#### [DESCRIZIONE DELL'ESERCIZIO]
Aggiorna le voci che seguono: sostituisci ovunque "Reviewer note" con "Annotator note" e non cambiare nient'altro.

(Esempi di etichettatura a punti)
━━━━━━━━━━━━━━━━━━━━

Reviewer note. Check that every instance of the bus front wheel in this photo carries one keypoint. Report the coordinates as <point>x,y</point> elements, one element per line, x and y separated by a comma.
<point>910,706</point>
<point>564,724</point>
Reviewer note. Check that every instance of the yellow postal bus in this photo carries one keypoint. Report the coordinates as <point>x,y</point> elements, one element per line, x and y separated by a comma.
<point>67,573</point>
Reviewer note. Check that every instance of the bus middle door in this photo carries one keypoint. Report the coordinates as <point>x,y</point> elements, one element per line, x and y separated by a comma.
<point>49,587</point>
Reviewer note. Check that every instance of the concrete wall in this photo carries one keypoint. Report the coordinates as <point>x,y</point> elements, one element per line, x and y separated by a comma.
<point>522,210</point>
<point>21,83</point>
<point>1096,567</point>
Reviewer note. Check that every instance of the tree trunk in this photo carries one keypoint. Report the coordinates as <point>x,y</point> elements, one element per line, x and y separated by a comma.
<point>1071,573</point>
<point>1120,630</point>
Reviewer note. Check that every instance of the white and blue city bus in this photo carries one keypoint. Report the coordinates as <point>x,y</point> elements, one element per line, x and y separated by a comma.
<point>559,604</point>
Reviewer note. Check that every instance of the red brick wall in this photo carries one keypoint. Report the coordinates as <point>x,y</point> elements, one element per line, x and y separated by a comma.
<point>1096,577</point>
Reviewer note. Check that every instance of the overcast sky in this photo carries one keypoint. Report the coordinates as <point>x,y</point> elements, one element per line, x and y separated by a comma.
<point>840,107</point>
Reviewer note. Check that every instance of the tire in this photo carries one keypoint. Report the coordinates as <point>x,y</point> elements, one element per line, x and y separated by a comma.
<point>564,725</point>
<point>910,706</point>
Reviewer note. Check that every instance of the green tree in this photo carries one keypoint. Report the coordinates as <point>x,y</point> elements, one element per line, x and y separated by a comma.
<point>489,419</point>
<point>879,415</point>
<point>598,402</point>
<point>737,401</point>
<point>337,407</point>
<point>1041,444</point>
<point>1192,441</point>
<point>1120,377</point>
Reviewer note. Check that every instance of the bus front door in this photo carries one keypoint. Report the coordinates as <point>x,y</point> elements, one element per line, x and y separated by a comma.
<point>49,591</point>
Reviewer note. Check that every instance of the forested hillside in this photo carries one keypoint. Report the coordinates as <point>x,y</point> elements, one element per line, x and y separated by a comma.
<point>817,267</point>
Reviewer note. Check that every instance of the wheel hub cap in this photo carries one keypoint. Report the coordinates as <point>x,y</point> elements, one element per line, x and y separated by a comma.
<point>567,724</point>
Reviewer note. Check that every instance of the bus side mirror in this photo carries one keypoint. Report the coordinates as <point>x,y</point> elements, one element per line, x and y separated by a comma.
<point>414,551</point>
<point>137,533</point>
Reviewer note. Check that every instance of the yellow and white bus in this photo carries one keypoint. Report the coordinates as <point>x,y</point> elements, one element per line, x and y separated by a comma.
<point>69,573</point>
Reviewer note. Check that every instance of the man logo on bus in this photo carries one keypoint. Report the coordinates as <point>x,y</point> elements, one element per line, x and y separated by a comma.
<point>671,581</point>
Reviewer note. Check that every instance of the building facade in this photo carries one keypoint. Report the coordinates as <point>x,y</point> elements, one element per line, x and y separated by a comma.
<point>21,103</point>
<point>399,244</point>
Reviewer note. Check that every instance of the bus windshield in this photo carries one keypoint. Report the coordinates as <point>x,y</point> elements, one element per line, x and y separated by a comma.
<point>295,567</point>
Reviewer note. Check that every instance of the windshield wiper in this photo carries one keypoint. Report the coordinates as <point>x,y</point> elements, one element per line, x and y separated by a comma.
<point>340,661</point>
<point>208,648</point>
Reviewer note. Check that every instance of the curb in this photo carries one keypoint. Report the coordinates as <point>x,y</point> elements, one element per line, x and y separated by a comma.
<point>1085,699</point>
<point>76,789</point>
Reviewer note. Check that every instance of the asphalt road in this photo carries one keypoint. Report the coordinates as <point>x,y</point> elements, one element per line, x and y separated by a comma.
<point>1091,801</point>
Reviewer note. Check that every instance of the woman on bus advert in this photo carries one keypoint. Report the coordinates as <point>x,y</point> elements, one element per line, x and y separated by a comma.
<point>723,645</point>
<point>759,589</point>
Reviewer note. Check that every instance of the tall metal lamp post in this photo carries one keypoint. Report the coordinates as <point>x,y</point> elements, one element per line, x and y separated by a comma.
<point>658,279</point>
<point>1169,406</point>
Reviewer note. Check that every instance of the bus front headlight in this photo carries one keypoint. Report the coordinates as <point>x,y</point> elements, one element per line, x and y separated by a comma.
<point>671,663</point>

━━━━━━━━━━━━━━━━━━━━

#### [OUTPUT COMPLETO]
Annotator note. Check that every instance of the bus front wheel in this photo carries one keypoint. Report the coordinates as <point>x,y</point> elements, one element per line, x and y separated by a comma.
<point>910,706</point>
<point>564,724</point>
Annotator note. Check that every instance of the yellow postal bus in this photo carries one keypoint. Report the coordinates as <point>x,y</point> elements, one element per line, x and y separated by a comma.
<point>67,573</point>
Annotator note. Check that every instance of the bus middle door in this photo carries one keypoint. Report the coordinates as <point>x,y</point> elements, one element per line, x and y separated by a comma.
<point>49,587</point>
Annotator note. Check that every instance of the concrete wall in this photo carries one keypoint. Report the coordinates as <point>x,y</point> elements, one element per line, x and y separated by a comma.
<point>522,210</point>
<point>21,83</point>
<point>1096,567</point>
Annotator note. Check that every instance of the tree trunk in this photo carries one keypoint. Report the coordinates as <point>x,y</point> elements, one element per line, x and y separated by a comma.
<point>1071,573</point>
<point>1120,630</point>
Annotator note. Check that every instance of the white and blue city bus in this photo carries one keypoint. Report the coordinates as <point>x,y</point> elements, one element per line, x and y separated by a comma.
<point>559,604</point>
Annotator note. Check that every instance of the red brick wall in this photo carries one keypoint. Report the coordinates as <point>x,y</point> elements, one element per line, x and y separated by a comma.
<point>1096,577</point>
Annotator note. Check that every instance of the overcast sky in this photo carries one keypoint. Report the coordinates as <point>x,y</point> elements, one element per line, x and y separated by a comma.
<point>840,107</point>
Annotator note. Check that every instance of the tire in this photo carries one keypoint. Report the coordinates as <point>x,y</point> elements, one element per line, x and y separated by a comma.
<point>564,725</point>
<point>910,706</point>
Annotator note. Check that every instance of the green tree in this photo carries one keypoint. Report the coordinates as <point>x,y</point> elements, one element per line, x and y separated by a comma.
<point>489,419</point>
<point>879,415</point>
<point>598,402</point>
<point>737,401</point>
<point>337,407</point>
<point>1041,444</point>
<point>1192,441</point>
<point>1120,377</point>
Annotator note. Check that every instance of the bus front door in this photo carries one keypoint. Report the coordinates as <point>x,y</point> elements, one element per line, x and y separated by a comma.
<point>49,591</point>
Annotator note. Check that every instance of the forested hillside in this photo carries one keypoint. Report the coordinates as <point>x,y</point> elements, one element per line, x and y separated by a comma.
<point>817,267</point>
Annotator note. Check that every instance of the wheel hub cap in this photo carries one keypoint. Report the coordinates as <point>x,y</point> elements, one element per line, x and y separated by a comma.
<point>567,724</point>
Annotator note. Check that every instance of the bus side mirror in this photo carries one keypoint. Report the coordinates as <point>x,y</point> elements, one element per line, x and y separated by a comma.
<point>414,551</point>
<point>137,533</point>
Annotator note. Check that every instance of the yellow and white bus in this photo carries one keypoint. Report the coordinates as <point>x,y</point> elements, one element per line, x and y separated by a comma.
<point>69,573</point>
Annotator note. Check that every instance of the man logo on bus in this photo carries one keypoint. Report the coordinates as <point>x,y</point> elements, one element per line, x and y separated by a comma.
<point>671,581</point>
Annotator note. Check that every instance of the building facade in this photo carries one keypoint. Report the coordinates as <point>x,y</point> elements, one element per line, x and y separated by a comma.
<point>21,103</point>
<point>399,244</point>
Annotator note. Check that every instance of the bus windshield in this photo carries one keypoint. Report the coordinates as <point>x,y</point> elements, one element per line, x and y separated by a comma.
<point>295,567</point>
Annotator note. Check that every instance of the windshield wiper in this photo carries one keypoint. Report the coordinates as <point>x,y</point> elements, one element per line, x and y separated by a comma.
<point>340,661</point>
<point>208,648</point>
Annotator note. Check that every instance of the curb in this photo carries one keypoint. Report the coordinates as <point>x,y</point> elements, one element per line, x and y separated by a comma.
<point>1085,699</point>
<point>76,789</point>
Annotator note. Check that every instance of the asphalt road in this photo carries one keypoint. Report the coordinates as <point>x,y</point> elements, one element per line, x and y separated by a comma.
<point>1091,801</point>
Annotator note. Check that every instance of the woman on bus advert in this photo carries one keypoint. Report the coordinates as <point>x,y</point> elements, one element per line, x and y separated by a comma.
<point>723,645</point>
<point>759,589</point>
Annotator note. Check that every instance of the tall metal lamp post in this photo carries one keypoint. Report the coordinates as <point>x,y</point> elements, one element per line, x and y separated by a comma.
<point>658,279</point>
<point>1169,406</point>
Annotator note. Check that every instance of the bus front headlight in this photo carries one keypoint. Report the coordinates as <point>x,y</point> elements, one element per line, x and y separated by a comma.
<point>671,663</point>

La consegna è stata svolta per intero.